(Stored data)
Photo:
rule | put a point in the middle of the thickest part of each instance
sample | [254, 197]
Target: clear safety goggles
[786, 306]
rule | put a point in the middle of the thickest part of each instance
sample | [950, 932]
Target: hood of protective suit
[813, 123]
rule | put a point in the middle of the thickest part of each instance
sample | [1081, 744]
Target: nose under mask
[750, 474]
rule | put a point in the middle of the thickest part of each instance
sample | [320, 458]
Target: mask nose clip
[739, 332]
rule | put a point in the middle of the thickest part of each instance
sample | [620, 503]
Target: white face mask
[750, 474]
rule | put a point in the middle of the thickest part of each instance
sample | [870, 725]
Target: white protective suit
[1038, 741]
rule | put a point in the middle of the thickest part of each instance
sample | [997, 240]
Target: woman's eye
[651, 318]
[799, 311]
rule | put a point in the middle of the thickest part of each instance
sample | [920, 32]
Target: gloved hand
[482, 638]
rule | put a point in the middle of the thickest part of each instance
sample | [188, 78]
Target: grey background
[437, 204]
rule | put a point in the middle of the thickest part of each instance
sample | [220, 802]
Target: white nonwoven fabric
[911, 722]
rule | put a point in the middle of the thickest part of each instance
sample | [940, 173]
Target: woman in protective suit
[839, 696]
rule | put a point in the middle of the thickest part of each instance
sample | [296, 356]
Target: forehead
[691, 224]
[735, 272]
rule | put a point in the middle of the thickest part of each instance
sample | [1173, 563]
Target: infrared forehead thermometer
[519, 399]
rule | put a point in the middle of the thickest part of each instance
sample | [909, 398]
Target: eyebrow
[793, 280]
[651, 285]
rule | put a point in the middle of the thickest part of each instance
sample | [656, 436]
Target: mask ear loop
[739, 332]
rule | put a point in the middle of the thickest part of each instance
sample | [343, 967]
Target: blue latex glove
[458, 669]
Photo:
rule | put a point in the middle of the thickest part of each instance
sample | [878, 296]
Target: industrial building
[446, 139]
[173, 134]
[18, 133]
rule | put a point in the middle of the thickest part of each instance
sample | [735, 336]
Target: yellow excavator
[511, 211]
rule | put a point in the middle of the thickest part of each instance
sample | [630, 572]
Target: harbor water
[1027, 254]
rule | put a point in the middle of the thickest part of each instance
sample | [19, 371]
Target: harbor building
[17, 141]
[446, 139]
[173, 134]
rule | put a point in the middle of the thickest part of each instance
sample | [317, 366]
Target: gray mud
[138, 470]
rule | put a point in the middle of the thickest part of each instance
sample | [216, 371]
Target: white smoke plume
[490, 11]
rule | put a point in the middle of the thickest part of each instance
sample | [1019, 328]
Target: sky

*WORK TO BE COMPLETED*:
Scale the stretch of items from the start through the line containing "[1038, 741]". Rewrite every line in it, requests included, and multiply each answer coordinate by 0.95, rounding to whole numbers with halves going up, while leaving the coordinates in the requests and their samples unchanged.

*PROBLEM SOLUTION*:
Photo:
rule | put a point in the middle of the thickest part of each instance
sample | [254, 197]
Target: clear safety goggles
[747, 291]
rule | put a point in the middle of the thickest part of each instance
sample | [950, 932]
Target: hood of protective suit
[772, 117]
rule | put a point in the middle of the thickest part of each instance
sample | [1081, 744]
Target: nose under mask
[713, 450]
rule | put a point in the middle of the thickest part of each instance
sample | [320, 458]
Target: mask nose clip
[702, 315]
rule | put a point in the middle of the thickest part of each instance
sample | [620, 503]
Target: white face mask
[713, 450]
rule | put a point in the middle of the thickest part of each instance
sample | [870, 725]
Target: white protective suit
[986, 704]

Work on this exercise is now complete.